▸ Text block
○ ○ ○ ○ ○

20 December 2010

Secureni

The city of Secureni (Târgu Secureni, Sokyriany, Sokiriany, Sekuryany, Sekurian, Sikuran, Sekureni, Sekuron, Sokorone, Sekurjany, Sokiryany, Sekiryani) in northern Bessarabia, lies today in the Ukrainian province of Chernivtsi.


In 1904, the town had 783 houses and 4166 inhabitants, of whom 2590 were Jews. On the eve of World War II, Jewish population amounted 4216 inhabitants. According to the census of 2007, the town's whole population comprise 9683 inhabitants.


The first document attesting the town's existence dates 1666. Until 1711, Secureni was part of the Principality of Moldova. From 1711 to 1812, it belonged to the Ottoman province of Hotin and, from 1812 to 1918, to the Russian province of Bessarabia. From 1918 to 1944 - with a brief break during World War II, when the area was invaded by Soviet troops later repeled by the Romanians with Nazi support - Secureni was the capital of a district with the same name, covering 23 villages in the Romanian province of Hotin (see the map), having been an important commercial center with post and phone office, private school, court, a public hospital and a Jewish hospital.


In late July 1941, it was inaugurated in Secureni a transit concentration camp, where there were initially interned Jews originating mainly from Hotin. During the first days, about 35% of the prisoners died because they were fed with raw grain, though later this figure has fallen to one tenth. Jews imprisoned in Secureni, however, were in a better position than the ones at the camp of Edinet, which, originating mainly from Bukovina, had been looted during the trip. Both camps together amounted nearly 21 000 prisoners.


Apparently unfair or mistaken interpretations of higher orders received by a certain Romanian officer would have cost the death of 500 Jews who were deported from the transit camp Secureni in October 1941 to the extermination camp of Cosauti, managed by the Romanians in Transnistria.


With the end of the war, Secureni joined the USSR until its disintegration and the subsequent proclamation of the republic of Ukraine in 1990.

○ ○ ○ ○ ○

▸ Activities
- 1) Summarize the text on Secureni in two sentences.
- 2) What facilities does the text on Secureni list for the town in its time as a commercial center?
- 3) According to the text on Secureni, what year does the first document attesting the town's existence date from?

Stored records:

○ ○ ○ ○ ○

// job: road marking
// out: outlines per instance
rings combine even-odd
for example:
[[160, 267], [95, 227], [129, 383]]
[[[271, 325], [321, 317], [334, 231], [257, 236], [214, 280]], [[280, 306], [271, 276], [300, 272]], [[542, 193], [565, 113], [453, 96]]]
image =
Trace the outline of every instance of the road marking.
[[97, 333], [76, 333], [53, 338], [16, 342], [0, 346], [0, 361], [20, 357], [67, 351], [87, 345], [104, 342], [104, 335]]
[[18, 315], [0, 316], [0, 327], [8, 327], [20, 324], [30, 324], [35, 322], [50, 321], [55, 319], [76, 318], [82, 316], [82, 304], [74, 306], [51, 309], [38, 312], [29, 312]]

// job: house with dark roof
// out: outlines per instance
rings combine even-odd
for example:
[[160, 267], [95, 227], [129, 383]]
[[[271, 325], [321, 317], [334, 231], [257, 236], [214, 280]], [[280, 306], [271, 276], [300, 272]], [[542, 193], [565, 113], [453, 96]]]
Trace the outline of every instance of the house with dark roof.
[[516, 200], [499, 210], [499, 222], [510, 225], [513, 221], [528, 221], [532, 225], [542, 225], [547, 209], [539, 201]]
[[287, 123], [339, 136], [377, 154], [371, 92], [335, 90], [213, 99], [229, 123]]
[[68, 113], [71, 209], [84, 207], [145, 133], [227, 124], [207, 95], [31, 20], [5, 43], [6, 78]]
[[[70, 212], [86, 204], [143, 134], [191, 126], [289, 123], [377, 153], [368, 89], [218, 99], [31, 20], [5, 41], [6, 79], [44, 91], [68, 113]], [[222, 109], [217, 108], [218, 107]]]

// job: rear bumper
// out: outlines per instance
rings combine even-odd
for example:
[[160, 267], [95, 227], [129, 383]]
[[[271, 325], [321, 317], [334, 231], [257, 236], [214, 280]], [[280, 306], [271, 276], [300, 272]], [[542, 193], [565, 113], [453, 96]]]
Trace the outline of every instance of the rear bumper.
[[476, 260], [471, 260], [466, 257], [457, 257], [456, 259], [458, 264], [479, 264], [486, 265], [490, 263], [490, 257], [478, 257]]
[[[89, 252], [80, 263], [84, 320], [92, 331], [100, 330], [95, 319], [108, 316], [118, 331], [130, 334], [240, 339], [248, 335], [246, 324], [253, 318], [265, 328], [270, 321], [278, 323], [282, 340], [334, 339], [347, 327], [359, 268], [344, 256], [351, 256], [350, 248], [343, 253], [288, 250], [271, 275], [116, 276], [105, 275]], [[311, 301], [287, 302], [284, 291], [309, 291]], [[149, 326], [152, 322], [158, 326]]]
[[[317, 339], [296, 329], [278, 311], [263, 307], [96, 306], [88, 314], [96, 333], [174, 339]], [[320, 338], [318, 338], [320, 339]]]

○ ○ ○ ○ ○

▸ Answers by item number
- 1) Secureni, a town in northern Bessarabia now in Ukraine's Chernivtsi province, belonged in turn to Moldova, the Ottoman province of Hotin and Russian Bessarabia, then served from 1918 to 1944 as the capital of a Romanian district. In late July 1941 a transit concentration camp for Jews was opened there, and in October 1941, 500 Jews deported from it to the Cosauti extermination camp in Transnistria died.

- 2)
- Post and phone office
- Private school
- Court
- Public hospital
- Jewish hospital

- 3) 1666